## Excerpted passage

“Stop trying to make “fetch” happen, it’s not going to happen” is one of the best put-downs from the Tina Fey movie Mean Girls. “That’s not a thing!” is a Ross and Rachel classic quote from Friends. The Urban Dictionary defines “that’s not a thing” as a “phrase used to denote frustration with or to dismiss a concept or notion that either A.) Makes no sense B.) Is not widely known C.) Does not exist.”
Anyone reading the Washington Post for the past year, or the New York Times, or listening to any media personalities not on Fox News or further to the right, has seen an endless, increasingly desperate attempt to make January 6th ‘a,’ if not ‘the,’ “thing” for American politics.
First, let’s stipulate that the riot at the Capitol on January 6, 2021, followed by the illegal entry, trespassing, vandalism, and general menace by a disparate mob, was very bad. Crimes were committed by various individuals, many of whom have had the book thrown at them so hard it cracked a spine. Shamefully, President Trump did much to encourage their behaviour, and that he did far less than he could have to stop the mob once their intention to go beyond peaceful protest was manifest. There is absolutely no excuse for that. The failure by federal and local authorities to secure the Capitol, and capital, from the rioters was shameful and a shocking professional dereliction of duty. To put it mildly, history will not judge any of them at all kindly.

## Task details
Extend the opinion piece above on January 6th and the media, carrying it on from the end of its last paragraph.

## Records shown
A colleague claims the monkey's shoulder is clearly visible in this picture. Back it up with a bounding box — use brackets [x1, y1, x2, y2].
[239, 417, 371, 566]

* * *

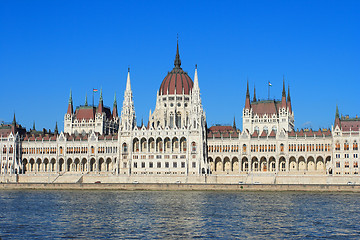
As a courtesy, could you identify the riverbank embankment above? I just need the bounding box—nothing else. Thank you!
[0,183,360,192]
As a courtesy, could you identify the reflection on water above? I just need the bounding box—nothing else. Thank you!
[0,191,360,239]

## Response to the task
However, anyone with a modest grasp of U.S. history can put January 6th in context. In 1786, Revolutionary War veteran Daniel Shays raised thousands of men in rebellion against high taxes. The rebels were put down by over 3,000 Massachusetts state militia, with lives lost and many injured. In 1794, another anti-tax uprising in Pennsylvania, the Whiskey Rebellion, was so fraught that it brought George Washington back into the field with over 10,000 militia ready to put it down. Then there was the ultimate insurrection, the Civil War, with over 600,000 killed to end slavery and save the Union. Since then, our history is replete with riots, bombings, and civil disturbances of all kinds, as well as daily tolls of civilian-on-civilian crime and shootings that no other country can match.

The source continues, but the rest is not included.